**What the task requires**
In the data below, replace every "white pitch line" with "white touchline" and leave all other text unchanged.

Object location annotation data
══════════

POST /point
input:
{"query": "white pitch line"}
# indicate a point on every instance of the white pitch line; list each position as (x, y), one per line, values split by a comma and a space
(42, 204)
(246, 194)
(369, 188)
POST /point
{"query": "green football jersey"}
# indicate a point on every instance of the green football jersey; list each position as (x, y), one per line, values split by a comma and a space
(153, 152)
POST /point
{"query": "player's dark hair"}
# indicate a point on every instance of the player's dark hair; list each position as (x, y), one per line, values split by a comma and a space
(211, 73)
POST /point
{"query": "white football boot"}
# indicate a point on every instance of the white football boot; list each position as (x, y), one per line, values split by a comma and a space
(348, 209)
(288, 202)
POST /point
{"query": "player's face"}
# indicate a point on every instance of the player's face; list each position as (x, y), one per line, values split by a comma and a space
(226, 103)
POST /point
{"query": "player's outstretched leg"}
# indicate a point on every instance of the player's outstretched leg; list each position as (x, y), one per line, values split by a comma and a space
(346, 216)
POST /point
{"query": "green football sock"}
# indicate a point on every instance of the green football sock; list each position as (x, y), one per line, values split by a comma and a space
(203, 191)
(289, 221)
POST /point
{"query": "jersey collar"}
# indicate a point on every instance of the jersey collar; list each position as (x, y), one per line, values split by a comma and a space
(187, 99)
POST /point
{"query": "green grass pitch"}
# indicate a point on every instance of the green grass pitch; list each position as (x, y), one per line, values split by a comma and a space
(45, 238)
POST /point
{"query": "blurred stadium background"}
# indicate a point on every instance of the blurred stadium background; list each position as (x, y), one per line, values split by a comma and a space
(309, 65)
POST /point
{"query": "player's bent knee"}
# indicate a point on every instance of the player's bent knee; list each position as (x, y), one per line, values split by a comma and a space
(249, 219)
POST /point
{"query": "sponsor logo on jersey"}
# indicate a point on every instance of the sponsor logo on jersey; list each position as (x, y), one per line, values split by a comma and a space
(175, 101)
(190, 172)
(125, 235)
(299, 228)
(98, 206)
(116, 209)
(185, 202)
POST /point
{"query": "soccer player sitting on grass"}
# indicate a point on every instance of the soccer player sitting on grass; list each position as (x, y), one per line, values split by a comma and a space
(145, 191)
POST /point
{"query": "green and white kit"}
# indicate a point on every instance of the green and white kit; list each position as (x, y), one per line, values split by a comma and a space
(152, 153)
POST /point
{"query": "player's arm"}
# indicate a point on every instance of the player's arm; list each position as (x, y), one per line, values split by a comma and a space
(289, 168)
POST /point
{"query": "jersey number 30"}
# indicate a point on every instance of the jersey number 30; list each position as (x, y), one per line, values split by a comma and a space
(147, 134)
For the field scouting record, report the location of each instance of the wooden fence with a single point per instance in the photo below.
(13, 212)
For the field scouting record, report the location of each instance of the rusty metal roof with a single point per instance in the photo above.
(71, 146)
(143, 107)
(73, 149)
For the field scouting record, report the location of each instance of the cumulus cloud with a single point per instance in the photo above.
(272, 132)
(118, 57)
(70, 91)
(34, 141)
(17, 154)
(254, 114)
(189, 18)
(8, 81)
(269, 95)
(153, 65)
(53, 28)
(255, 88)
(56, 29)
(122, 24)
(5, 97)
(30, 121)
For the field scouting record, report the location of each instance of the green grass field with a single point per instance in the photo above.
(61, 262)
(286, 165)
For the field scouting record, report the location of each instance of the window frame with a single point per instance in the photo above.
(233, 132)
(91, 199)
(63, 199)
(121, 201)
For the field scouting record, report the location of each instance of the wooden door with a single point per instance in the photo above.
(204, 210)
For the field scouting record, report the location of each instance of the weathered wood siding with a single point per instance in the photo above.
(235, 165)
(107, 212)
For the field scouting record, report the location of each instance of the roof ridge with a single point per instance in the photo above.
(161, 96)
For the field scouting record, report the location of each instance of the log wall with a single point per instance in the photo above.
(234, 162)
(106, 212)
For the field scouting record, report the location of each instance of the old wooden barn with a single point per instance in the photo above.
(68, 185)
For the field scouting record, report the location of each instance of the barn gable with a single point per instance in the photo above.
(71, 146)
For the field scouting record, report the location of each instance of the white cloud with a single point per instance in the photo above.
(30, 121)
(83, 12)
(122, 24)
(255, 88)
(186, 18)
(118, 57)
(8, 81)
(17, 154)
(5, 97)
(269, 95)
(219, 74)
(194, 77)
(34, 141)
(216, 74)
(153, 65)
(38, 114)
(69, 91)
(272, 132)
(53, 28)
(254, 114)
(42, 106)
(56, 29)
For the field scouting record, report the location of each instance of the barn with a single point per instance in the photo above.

══════════

**Right answer**
POST /point
input:
{"query": "white touchline"}
# indicate a point on every instance of the white touchline; list each position as (x, y), one per line, values split by a comma and a space
(42, 204)
(246, 194)
(369, 188)
POST /point
{"query": "green football jersey"}
# indicate a point on every instance of the green football jersey; list each position as (x, y), one per line, values split by a comma and a space
(153, 152)
POST /point
{"query": "player's dark hair"}
# indicate a point on every instance of the player's dark hair; list each position as (x, y), one per line, values split by a comma and a space
(211, 73)
POST /point
{"query": "white football boot"}
# indicate a point on every instance of the white football boot; list each position as (x, y), one per line, values split by a comma and a space
(348, 209)
(288, 202)
POST /point
{"query": "player's face"}
# indicate a point on every instance of the player's face; list each position as (x, y), one per line, values split by a comma and a space
(226, 103)
POST /point
{"query": "player's outstretched leg"}
# indicate a point on every instance of the player's outstretched leg; list each position as (x, y), one per line, values split by a comma and a space
(346, 216)
POST /point
{"query": "green football sock"}
# indicate a point on every instance of the green football sock; list each position as (x, y), one per line, values split by a comma and a space
(203, 191)
(289, 221)
POST /point
{"query": "jersey collar"}
# indicate a point on every instance of the jersey collar; list each position as (x, y), one per line, values split by a comma and a space
(187, 99)
POST /point
{"query": "green grass pitch"}
# indicate a point on every instance of the green grass pitch; list each position as (x, y), one per line, values split by a comma and a space
(45, 238)
POST /point
{"query": "blurred stadium background"}
# indicate a point on every instance of the blurred stadium background; list each position as (x, y), one per line, values split by a comma and a space
(309, 65)
POST /point
{"query": "player's bent knee"}
# indicate a point on every instance of the player's bent knee; list each position as (x, y), one per line, values split by a comma and a space
(249, 219)
POST /point
{"query": "sponsor logo on jersey"}
# indicate a point on every instance of the sponsor logo on jersey; list each position as (x, y), one per line, values split by a comma and a space
(175, 101)
(190, 172)
(125, 235)
(299, 228)
(98, 206)
(116, 209)
(185, 202)
POST /point
{"query": "soccer player sitting on grass"}
# indicate a point on every instance of the soccer player sitting on grass; list each position as (x, y), one per line, values split by a comma and a space
(145, 191)
POST /point
{"query": "green and white kit"}
# indicate a point on every instance of the green and white kit; list each position as (x, y), one per line, values split by a comma and a space
(152, 153)
POST /point
{"query": "player's arm"}
# indicate a point on every instance of the player's arm; list each position as (x, y), one per line, values split by a comma and a space
(289, 168)
POST /point
{"query": "jersey number 30"}
# indicate a point on every instance of the jersey number 30; list each position as (x, y), one per line, values split by a comma and a space
(147, 134)
For the field scouting record, report the location of each instance of the wooden fence with a single point per instance in the photo below.
(13, 212)
For the field scouting record, report the location of each instance of the rusty metal roof with a single point per instance in the photo above.
(71, 146)
(143, 107)
(73, 149)
For the field scouting record, report the location of each instance of the cumulus cloud with a single point per instance in the photo above.
(272, 132)
(118, 57)
(70, 91)
(34, 141)
(17, 154)
(254, 114)
(189, 18)
(8, 81)
(269, 95)
(153, 65)
(53, 28)
(255, 88)
(56, 29)
(122, 24)
(5, 97)
(30, 121)
For the field scouting record, report the location of each instance of the green grass field with a single point per instance in the photo above.
(61, 262)
(286, 165)
For the field scouting record, report the location of each instance of the window frame with a single point per instance in the photo above.
(233, 132)
(91, 199)
(63, 199)
(121, 201)
For the field scouting record, report the location of each instance of the wooden door with a single point per instance in the photo above.
(204, 210)
For the field scouting record, report the location of each instance of the weathered wood siding with a single point per instance in the photo above.
(235, 165)
(107, 212)
For the field scouting record, report the location of each instance of the roof ridge with a single point per instance in the photo above.
(161, 96)
For the field scouting record, report the location of each instance of the log wall with a single point per instance in the photo above.
(234, 162)
(106, 212)
For the field scouting record, report the location of each instance of the old wooden barn with a single point per instance in the photo above.
(68, 185)
For the field scouting record, report the location of each instance of the barn gable with a single point per instance in the photo above.
(71, 146)
For the field scouting record, report the location of each instance of the white cloud with a single point per instance in the photo above.
(30, 121)
(83, 12)
(122, 24)
(255, 88)
(186, 18)
(118, 57)
(8, 81)
(17, 154)
(5, 97)
(269, 95)
(219, 74)
(194, 77)
(34, 141)
(216, 74)
(153, 65)
(38, 114)
(69, 91)
(272, 132)
(53, 28)
(254, 114)
(42, 106)
(56, 29)
For the field scouting record, report the location of each instance of the barn with a single point per instance in the photo above.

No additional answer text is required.